*** Data provided ***

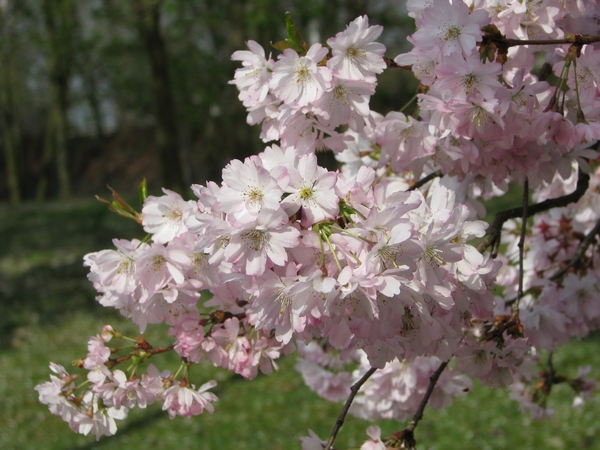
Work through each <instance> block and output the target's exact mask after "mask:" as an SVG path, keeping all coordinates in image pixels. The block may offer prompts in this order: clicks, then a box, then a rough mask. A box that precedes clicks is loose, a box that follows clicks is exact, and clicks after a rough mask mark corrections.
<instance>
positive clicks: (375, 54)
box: [327, 16, 386, 80]
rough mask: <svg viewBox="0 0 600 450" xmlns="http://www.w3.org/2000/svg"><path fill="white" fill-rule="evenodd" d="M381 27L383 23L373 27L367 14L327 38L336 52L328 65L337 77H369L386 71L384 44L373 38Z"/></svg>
mask: <svg viewBox="0 0 600 450" xmlns="http://www.w3.org/2000/svg"><path fill="white" fill-rule="evenodd" d="M382 31H383V27H382V26H379V25H375V26H372V27H370V26H369V19H368V17H367V16H360V17H357V18H356V19H354V21H353V22H351V23H350V24H349V25H348V27H347V28H346V29H345V30H344V31H342V32H340V33H338V34H336V36H335V37H334V38H330V39H328V40H327V44H328V45H329V46H330V47H331V51H332V54H333V56H332V57H331V59H330V60H329V61H328V62H327V67H329V68H330V69H331V71H332V72H333V73H334V75H335V76H336V77H339V78H346V79H349V80H363V79H364V80H369V79H370V78H372V77H374V75H375V74H377V73H381V72H383V69H385V68H386V64H385V61H384V60H383V55H384V53H385V45H383V44H380V43H379V42H373V41H374V40H375V39H377V38H378V37H379V36H380V35H381V33H382Z"/></svg>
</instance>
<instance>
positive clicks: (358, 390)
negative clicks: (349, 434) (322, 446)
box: [325, 367, 377, 450]
mask: <svg viewBox="0 0 600 450" xmlns="http://www.w3.org/2000/svg"><path fill="white" fill-rule="evenodd" d="M376 370H377V368H375V367H371V368H370V369H369V370H367V371H366V372H365V374H364V375H363V376H362V377H361V378H360V380H358V381H357V382H356V383H354V384H353V385H352V387H351V388H350V395H349V396H348V399H347V400H346V403H344V407H343V408H342V412H340V415H339V417H338V419H337V420H336V421H335V425H334V427H333V430H331V435H330V436H329V439H328V440H327V444H325V450H330V449H331V447H332V446H333V443H334V442H335V438H336V436H337V434H338V431H340V428H342V425H344V420H346V415H347V414H348V411H349V410H350V406H352V401H353V400H354V397H356V394H358V391H359V390H360V388H361V387H362V385H363V384H365V382H366V381H367V380H368V379H369V378H370V377H371V375H373V374H374V373H375V371H376Z"/></svg>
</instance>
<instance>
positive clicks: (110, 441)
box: [65, 408, 167, 450]
mask: <svg viewBox="0 0 600 450" xmlns="http://www.w3.org/2000/svg"><path fill="white" fill-rule="evenodd" d="M153 409H154V410H153V411H150V410H148V412H147V413H146V414H144V415H143V416H141V417H138V418H136V419H134V420H131V421H130V422H129V423H127V425H125V426H121V427H119V432H118V434H117V435H116V436H110V437H103V438H102V439H101V440H99V441H95V442H94V441H92V442H89V443H87V444H83V445H76V446H73V447H69V448H67V449H65V450H92V449H96V448H102V447H111V448H112V447H115V446H117V445H118V442H116V441H119V440H120V439H122V438H124V437H126V436H127V435H128V434H131V433H134V432H136V431H139V430H143V429H144V428H147V427H149V426H152V424H154V423H155V422H156V421H157V420H161V419H162V418H163V417H164V416H165V415H166V414H167V413H166V412H165V411H162V410H160V409H159V408H153Z"/></svg>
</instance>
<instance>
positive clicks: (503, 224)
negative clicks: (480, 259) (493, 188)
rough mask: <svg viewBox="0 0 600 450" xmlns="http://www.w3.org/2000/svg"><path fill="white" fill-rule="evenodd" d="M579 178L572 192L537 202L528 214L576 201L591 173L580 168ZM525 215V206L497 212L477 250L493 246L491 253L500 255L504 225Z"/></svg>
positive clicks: (551, 208)
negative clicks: (495, 215)
mask: <svg viewBox="0 0 600 450" xmlns="http://www.w3.org/2000/svg"><path fill="white" fill-rule="evenodd" d="M578 173H579V175H578V179H577V188H576V189H575V190H574V191H573V192H571V193H570V194H566V195H563V196H561V197H557V198H552V199H547V200H544V201H543V202H540V203H535V204H533V205H529V206H528V212H527V213H528V216H529V217H531V216H532V215H534V214H538V213H541V212H544V211H548V210H550V209H554V208H560V207H563V206H567V205H570V204H572V203H576V202H578V201H579V199H581V197H583V195H584V194H585V193H586V191H587V190H588V187H589V181H590V176H589V174H587V173H585V172H583V171H582V170H581V169H580V170H579V172H578ZM522 216H523V207H522V206H519V207H517V208H511V209H507V210H504V211H500V212H498V213H496V217H495V218H494V221H493V222H492V224H491V225H490V228H489V229H488V231H487V233H486V234H485V236H484V237H483V239H482V240H481V242H480V243H479V244H478V245H477V250H478V251H480V252H482V253H483V252H484V251H485V250H486V249H487V248H488V247H490V246H491V247H492V251H491V255H492V257H493V258H495V257H496V256H497V255H498V251H499V248H500V236H501V233H502V226H503V225H504V223H505V222H506V221H507V220H509V219H515V218H517V217H522Z"/></svg>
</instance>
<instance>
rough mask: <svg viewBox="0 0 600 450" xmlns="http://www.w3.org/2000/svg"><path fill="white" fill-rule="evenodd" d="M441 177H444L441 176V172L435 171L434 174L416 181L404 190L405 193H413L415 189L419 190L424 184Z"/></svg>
mask: <svg viewBox="0 0 600 450" xmlns="http://www.w3.org/2000/svg"><path fill="white" fill-rule="evenodd" d="M443 176H444V175H443V174H442V171H441V170H436V171H435V172H432V173H430V174H429V175H427V176H426V177H424V178H421V179H420V180H419V181H417V182H416V183H415V184H413V185H412V186H411V187H409V188H408V189H407V190H406V192H408V191H414V190H415V189H419V188H420V187H421V186H424V185H425V184H427V183H429V182H430V181H431V180H433V179H434V178H437V177H443Z"/></svg>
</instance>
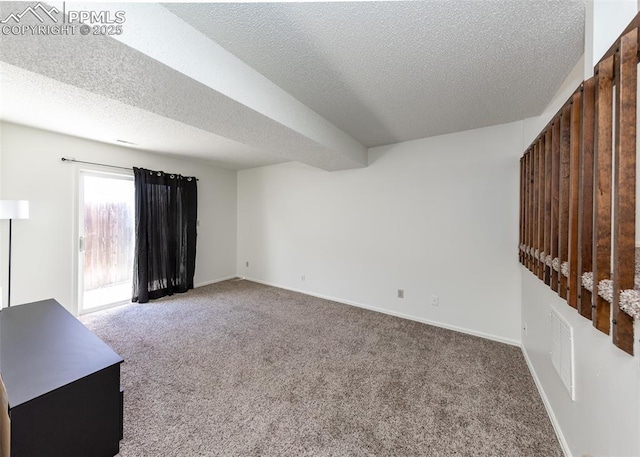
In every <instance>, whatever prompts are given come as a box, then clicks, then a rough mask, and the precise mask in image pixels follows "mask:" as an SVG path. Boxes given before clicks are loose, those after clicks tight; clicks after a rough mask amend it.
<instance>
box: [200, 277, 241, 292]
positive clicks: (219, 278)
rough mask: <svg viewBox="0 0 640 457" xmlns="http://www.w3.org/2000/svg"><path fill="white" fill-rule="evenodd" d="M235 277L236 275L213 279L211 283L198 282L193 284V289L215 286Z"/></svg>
mask: <svg viewBox="0 0 640 457" xmlns="http://www.w3.org/2000/svg"><path fill="white" fill-rule="evenodd" d="M237 277H238V276H237V275H231V276H225V277H224V278H218V279H214V280H212V281H204V282H199V283H198V284H194V285H193V287H194V288H195V289H197V288H198V287H204V286H209V285H211V284H215V283H217V282H222V281H228V280H229V279H235V278H237Z"/></svg>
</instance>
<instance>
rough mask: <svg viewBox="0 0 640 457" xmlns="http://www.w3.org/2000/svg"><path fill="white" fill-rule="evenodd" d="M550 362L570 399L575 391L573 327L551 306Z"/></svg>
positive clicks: (574, 373)
mask: <svg viewBox="0 0 640 457" xmlns="http://www.w3.org/2000/svg"><path fill="white" fill-rule="evenodd" d="M551 335H552V341H551V363H552V364H553V367H554V368H555V369H556V372H557V373H558V376H560V379H561V380H562V384H564V386H565V387H566V389H567V392H569V396H570V397H571V400H572V401H575V399H576V393H575V377H574V374H575V367H574V362H573V328H572V327H571V325H569V322H568V321H567V320H566V319H565V318H564V317H562V316H561V315H560V314H559V313H558V312H557V311H556V310H555V309H553V308H551Z"/></svg>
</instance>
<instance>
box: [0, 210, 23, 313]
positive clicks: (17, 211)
mask: <svg viewBox="0 0 640 457" xmlns="http://www.w3.org/2000/svg"><path fill="white" fill-rule="evenodd" d="M0 219H9V280H8V283H7V308H8V307H10V306H11V223H12V221H13V219H29V202H28V201H27V200H0Z"/></svg>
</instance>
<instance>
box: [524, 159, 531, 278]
mask: <svg viewBox="0 0 640 457" xmlns="http://www.w3.org/2000/svg"><path fill="white" fill-rule="evenodd" d="M529 157H530V155H529V150H527V151H526V152H525V154H524V193H525V204H524V213H525V214H524V246H525V253H524V266H525V267H527V268H529V254H527V251H526V249H527V247H528V246H529V227H530V224H529V219H530V218H531V212H530V207H529V190H530V185H529V183H530V181H529Z"/></svg>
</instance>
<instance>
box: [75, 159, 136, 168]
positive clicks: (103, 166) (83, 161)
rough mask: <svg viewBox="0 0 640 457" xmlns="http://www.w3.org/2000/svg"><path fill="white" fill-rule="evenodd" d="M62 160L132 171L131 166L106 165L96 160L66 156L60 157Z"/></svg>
mask: <svg viewBox="0 0 640 457" xmlns="http://www.w3.org/2000/svg"><path fill="white" fill-rule="evenodd" d="M62 161H63V162H75V163H86V164H89V165H98V166H100V167H109V168H120V169H121V170H129V171H132V170H133V168H127V167H118V166H116V165H107V164H106V163H96V162H85V161H84V160H76V159H67V158H66V157H63V158H62Z"/></svg>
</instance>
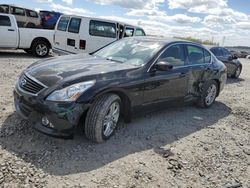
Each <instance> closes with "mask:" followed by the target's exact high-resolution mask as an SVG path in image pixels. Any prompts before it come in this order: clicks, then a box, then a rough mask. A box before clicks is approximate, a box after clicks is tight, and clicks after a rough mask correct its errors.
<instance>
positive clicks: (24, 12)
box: [10, 7, 25, 16]
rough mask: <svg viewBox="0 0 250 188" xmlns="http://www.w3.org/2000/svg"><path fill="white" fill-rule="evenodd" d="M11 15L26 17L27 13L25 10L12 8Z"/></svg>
mask: <svg viewBox="0 0 250 188" xmlns="http://www.w3.org/2000/svg"><path fill="white" fill-rule="evenodd" d="M10 10H11V14H15V15H18V16H25V11H24V9H23V8H18V7H11V8H10Z"/></svg>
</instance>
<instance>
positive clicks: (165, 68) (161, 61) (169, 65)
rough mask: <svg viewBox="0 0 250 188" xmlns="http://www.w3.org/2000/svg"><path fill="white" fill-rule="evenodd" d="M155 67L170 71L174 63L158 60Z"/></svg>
mask: <svg viewBox="0 0 250 188" xmlns="http://www.w3.org/2000/svg"><path fill="white" fill-rule="evenodd" d="M154 67H155V69H156V70H159V71H168V70H171V69H173V65H172V64H170V63H169V62H166V61H158V62H157V63H156V64H155V66H154Z"/></svg>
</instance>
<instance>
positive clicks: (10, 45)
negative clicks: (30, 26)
mask: <svg viewBox="0 0 250 188" xmlns="http://www.w3.org/2000/svg"><path fill="white" fill-rule="evenodd" d="M11 19H12V20H11ZM14 23H15V20H14V17H10V16H7V15H0V33H1V40H0V47H2V48H17V45H18V31H17V28H16V27H17V26H16V25H15V24H14Z"/></svg>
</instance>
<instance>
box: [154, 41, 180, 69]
mask: <svg viewBox="0 0 250 188" xmlns="http://www.w3.org/2000/svg"><path fill="white" fill-rule="evenodd" d="M158 61H165V62H168V63H170V64H171V65H173V66H174V67H177V66H182V65H184V64H185V55H184V48H183V45H179V44H178V45H174V46H170V47H168V48H167V49H166V50H165V52H163V54H162V55H161V56H160V58H159V60H158Z"/></svg>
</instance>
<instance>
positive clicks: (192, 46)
mask: <svg viewBox="0 0 250 188" xmlns="http://www.w3.org/2000/svg"><path fill="white" fill-rule="evenodd" d="M187 50H188V58H189V63H190V64H202V63H205V60H204V55H203V49H202V48H199V47H197V46H187Z"/></svg>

*** End of Data provided ***

Activity
Arrange the lines above as a JSON list of strings, one string per line with blank lines omitted, starting at the first line and ending at the line containing "box: [327, 16, 386, 80]". Leave the pictures out.

Worked solution
[
  "Work through each <instance> block and output the target's exact mask after \"mask:\" as an SVG path, keeping all coordinates in image pixels. The block may offer prompts in this order: clicks, then a box, then a rough mask. A box that precedes clicks is loose, a box that follows clicks is exact, and clicks after a rough mask mark corrections.",
  "<instance>",
  "positive clicks: (375, 54)",
  "box: [327, 16, 386, 80]"
]